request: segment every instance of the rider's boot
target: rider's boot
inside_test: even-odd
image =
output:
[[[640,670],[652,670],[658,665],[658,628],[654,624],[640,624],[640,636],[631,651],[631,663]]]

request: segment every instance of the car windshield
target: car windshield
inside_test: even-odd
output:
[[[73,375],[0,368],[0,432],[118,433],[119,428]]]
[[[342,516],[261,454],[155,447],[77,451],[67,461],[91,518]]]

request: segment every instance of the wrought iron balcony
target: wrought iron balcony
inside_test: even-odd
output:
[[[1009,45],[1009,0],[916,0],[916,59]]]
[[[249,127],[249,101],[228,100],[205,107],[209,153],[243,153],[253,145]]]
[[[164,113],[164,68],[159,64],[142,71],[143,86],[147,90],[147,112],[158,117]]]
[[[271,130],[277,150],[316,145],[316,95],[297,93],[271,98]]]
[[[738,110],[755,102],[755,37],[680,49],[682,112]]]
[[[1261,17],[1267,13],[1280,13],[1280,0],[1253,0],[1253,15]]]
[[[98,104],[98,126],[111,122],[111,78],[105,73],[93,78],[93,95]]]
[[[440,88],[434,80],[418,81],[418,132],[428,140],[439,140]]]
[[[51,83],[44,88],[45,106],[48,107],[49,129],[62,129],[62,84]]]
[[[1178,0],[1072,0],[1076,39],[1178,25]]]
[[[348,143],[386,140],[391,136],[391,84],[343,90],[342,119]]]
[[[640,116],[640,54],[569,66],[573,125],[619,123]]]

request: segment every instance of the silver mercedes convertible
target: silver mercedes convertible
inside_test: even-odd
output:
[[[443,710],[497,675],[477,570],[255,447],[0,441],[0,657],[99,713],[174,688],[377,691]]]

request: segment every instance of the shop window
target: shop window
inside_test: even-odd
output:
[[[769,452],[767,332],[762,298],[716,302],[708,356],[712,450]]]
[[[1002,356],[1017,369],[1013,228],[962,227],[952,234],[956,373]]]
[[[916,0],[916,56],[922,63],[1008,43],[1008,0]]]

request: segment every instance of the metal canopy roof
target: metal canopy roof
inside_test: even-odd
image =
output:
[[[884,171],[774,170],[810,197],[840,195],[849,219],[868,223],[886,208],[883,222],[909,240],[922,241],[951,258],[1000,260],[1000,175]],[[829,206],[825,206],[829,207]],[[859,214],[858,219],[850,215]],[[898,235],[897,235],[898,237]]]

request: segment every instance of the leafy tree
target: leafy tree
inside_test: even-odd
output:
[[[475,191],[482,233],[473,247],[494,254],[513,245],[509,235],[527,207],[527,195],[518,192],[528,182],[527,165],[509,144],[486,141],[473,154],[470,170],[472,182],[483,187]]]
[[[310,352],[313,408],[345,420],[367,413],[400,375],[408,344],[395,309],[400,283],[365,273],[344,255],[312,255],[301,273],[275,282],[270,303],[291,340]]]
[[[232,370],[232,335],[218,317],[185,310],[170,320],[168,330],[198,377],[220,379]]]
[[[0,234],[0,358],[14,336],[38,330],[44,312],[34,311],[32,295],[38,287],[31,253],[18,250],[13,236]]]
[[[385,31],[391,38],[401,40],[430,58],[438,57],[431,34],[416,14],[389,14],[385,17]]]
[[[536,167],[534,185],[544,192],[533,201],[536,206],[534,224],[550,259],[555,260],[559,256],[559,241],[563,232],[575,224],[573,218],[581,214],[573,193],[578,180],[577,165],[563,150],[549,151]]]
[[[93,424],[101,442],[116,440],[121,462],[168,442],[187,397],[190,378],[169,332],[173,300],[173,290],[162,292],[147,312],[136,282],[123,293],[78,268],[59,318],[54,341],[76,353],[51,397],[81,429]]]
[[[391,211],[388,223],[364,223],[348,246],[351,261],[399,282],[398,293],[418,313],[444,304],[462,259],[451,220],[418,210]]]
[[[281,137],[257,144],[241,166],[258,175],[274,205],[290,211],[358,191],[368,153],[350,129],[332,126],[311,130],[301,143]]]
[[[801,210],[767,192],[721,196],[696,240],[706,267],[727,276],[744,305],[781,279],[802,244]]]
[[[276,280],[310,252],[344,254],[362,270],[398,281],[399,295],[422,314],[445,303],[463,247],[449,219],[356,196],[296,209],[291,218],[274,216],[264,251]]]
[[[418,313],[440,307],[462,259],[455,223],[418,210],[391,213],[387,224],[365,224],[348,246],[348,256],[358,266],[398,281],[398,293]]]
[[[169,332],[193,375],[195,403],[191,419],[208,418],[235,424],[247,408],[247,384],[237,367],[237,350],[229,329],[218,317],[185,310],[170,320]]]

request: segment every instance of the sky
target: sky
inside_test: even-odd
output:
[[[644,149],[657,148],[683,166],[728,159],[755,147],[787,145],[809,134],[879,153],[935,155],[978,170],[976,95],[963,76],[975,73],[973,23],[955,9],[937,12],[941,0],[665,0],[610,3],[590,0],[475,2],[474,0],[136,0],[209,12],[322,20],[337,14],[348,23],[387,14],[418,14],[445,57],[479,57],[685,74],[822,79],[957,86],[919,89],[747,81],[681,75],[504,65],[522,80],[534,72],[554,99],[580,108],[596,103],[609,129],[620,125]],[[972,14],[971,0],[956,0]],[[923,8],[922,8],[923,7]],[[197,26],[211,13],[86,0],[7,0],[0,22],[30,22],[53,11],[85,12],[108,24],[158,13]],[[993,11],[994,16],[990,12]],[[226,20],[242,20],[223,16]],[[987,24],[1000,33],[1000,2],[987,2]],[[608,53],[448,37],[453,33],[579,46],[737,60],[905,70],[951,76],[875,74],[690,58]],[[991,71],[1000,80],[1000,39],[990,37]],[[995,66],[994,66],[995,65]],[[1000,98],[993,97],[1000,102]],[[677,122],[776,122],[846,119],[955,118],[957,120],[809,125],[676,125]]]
**********
Reproduce the records above with every character intact.

THE ANSWER ->
request: segment every instance of the rider's boot
target: rider's boot
inside_test: even-odd
image =
output:
[[[640,670],[652,670],[658,665],[658,628],[654,624],[640,624],[640,636],[631,651],[631,663]]]

request: segment every instance of the car windshield
target: car windshield
inside_test: even-odd
output:
[[[73,375],[0,368],[0,432],[118,433],[119,428]]]
[[[342,516],[261,454],[155,447],[77,451],[67,461],[91,518]]]

request: segment every instance of the wrought iron balcony
target: wrought iron balcony
inside_test: even-odd
output:
[[[1009,45],[1009,0],[916,0],[916,59]]]
[[[249,127],[249,101],[228,100],[205,107],[209,153],[243,153],[253,145]]]
[[[164,113],[164,68],[159,64],[142,71],[143,86],[147,90],[147,112],[158,117]]]
[[[271,130],[277,150],[316,145],[316,95],[297,93],[271,98]]]
[[[738,110],[755,102],[755,37],[680,49],[682,112]]]
[[[1261,17],[1267,13],[1280,13],[1280,0],[1253,0],[1253,15]]]
[[[98,104],[98,126],[111,122],[111,78],[105,73],[93,78],[93,95]]]
[[[440,88],[434,80],[418,81],[418,132],[428,140],[439,140]]]
[[[51,83],[44,88],[45,106],[48,107],[49,129],[62,129],[62,84]]]
[[[1178,0],[1072,0],[1076,39],[1178,25]]]
[[[348,143],[386,140],[391,136],[391,84],[343,90],[342,119]]]
[[[640,116],[640,54],[569,66],[573,125],[619,123]]]

request: segment every instance of the silver mercedes convertible
target: silver mercedes convertible
inside_test: even-odd
output:
[[[443,710],[497,675],[477,570],[255,447],[0,441],[0,657],[99,713],[174,688],[377,691]]]

request: segment every instance of the shop window
target: shop window
inside_test: even-odd
output:
[[[769,452],[767,332],[762,298],[716,302],[708,356],[712,450]]]
[[[1002,356],[1017,369],[1013,228],[962,227],[952,234],[956,373]]]
[[[916,0],[916,56],[922,63],[1008,43],[1008,0]]]

request: segment every instance of the metal canopy roof
target: metal canopy roof
inside_test: even-odd
image =
output:
[[[884,171],[774,170],[810,197],[840,195],[849,219],[868,223],[886,208],[883,222],[909,240],[922,241],[951,258],[1000,260],[1000,175]],[[829,206],[825,206],[829,207]],[[859,214],[858,219],[850,215]],[[898,235],[897,235],[898,237]]]

request: segment every instance of the leafy tree
target: leafy tree
inside_test: even-odd
output:
[[[475,191],[482,233],[473,247],[494,254],[513,245],[509,235],[527,207],[527,195],[518,192],[528,182],[527,165],[509,144],[486,141],[473,154],[470,170],[472,182],[483,187]]]
[[[310,352],[313,408],[345,420],[367,413],[400,375],[408,344],[395,309],[400,283],[365,273],[344,255],[312,255],[301,273],[275,282],[270,303],[291,340]]]
[[[232,370],[232,335],[218,317],[185,310],[170,320],[168,330],[198,377],[220,379]]]
[[[0,234],[0,358],[14,336],[38,330],[44,312],[34,311],[32,295],[38,287],[31,253],[18,250],[13,236]]]
[[[385,31],[391,38],[401,40],[430,58],[438,57],[431,34],[416,14],[389,14],[385,17]]]
[[[536,167],[534,185],[544,192],[533,201],[536,206],[534,224],[550,259],[555,260],[559,256],[559,241],[563,232],[575,224],[573,218],[581,214],[573,193],[578,180],[577,165],[563,150],[549,151]]]
[[[93,424],[101,442],[116,440],[121,462],[168,442],[187,397],[190,378],[169,332],[173,300],[173,290],[162,292],[147,312],[136,282],[123,293],[78,268],[59,318],[54,341],[76,353],[51,397],[81,429]]]
[[[391,211],[388,223],[364,223],[348,246],[351,261],[399,282],[398,293],[418,313],[444,304],[462,259],[451,220],[418,210]]]
[[[281,137],[257,144],[241,166],[258,175],[274,205],[290,211],[358,191],[368,153],[350,129],[332,126],[311,130],[301,143]]]
[[[801,210],[767,192],[721,196],[696,240],[706,267],[727,276],[744,305],[781,279],[802,244]]]
[[[276,280],[310,252],[344,254],[362,270],[398,281],[399,295],[422,314],[445,303],[463,247],[449,219],[356,196],[296,209],[291,218],[274,216],[264,251]]]
[[[418,313],[440,307],[462,259],[455,223],[418,210],[391,213],[387,224],[365,224],[348,246],[348,256],[358,266],[398,281],[398,293]]]
[[[169,332],[193,375],[195,403],[191,419],[208,418],[235,424],[247,408],[247,384],[237,367],[237,350],[229,329],[218,317],[185,310],[170,320]]]

request: segment every instance of the sky
target: sky
inside_test: even-odd
output:
[[[644,149],[657,148],[683,166],[728,159],[755,147],[787,145],[809,134],[879,153],[935,155],[978,170],[976,95],[963,76],[975,73],[973,23],[955,9],[937,12],[941,0],[665,0],[610,3],[590,0],[475,2],[474,0],[136,0],[209,12],[322,20],[337,14],[348,23],[387,14],[418,14],[445,57],[479,57],[685,74],[822,79],[957,86],[919,89],[747,81],[681,75],[504,65],[522,80],[534,72],[554,99],[580,108],[596,103],[609,129],[620,125]],[[972,14],[971,0],[956,0]],[[923,8],[922,8],[923,7]],[[197,26],[211,13],[86,0],[7,0],[0,22],[30,22],[53,11],[85,12],[108,24],[158,13]],[[993,11],[994,16],[990,12]],[[226,20],[242,20],[223,16]],[[987,24],[1000,33],[1000,2],[987,2]],[[608,53],[448,37],[453,33],[579,46],[737,60],[905,70],[951,76],[875,74],[690,58]],[[991,71],[1000,80],[1000,39],[990,37]],[[995,66],[994,66],[995,65]],[[1000,98],[993,97],[1000,102]],[[677,122],[776,122],[846,119],[955,118],[957,120],[809,125],[676,125]]]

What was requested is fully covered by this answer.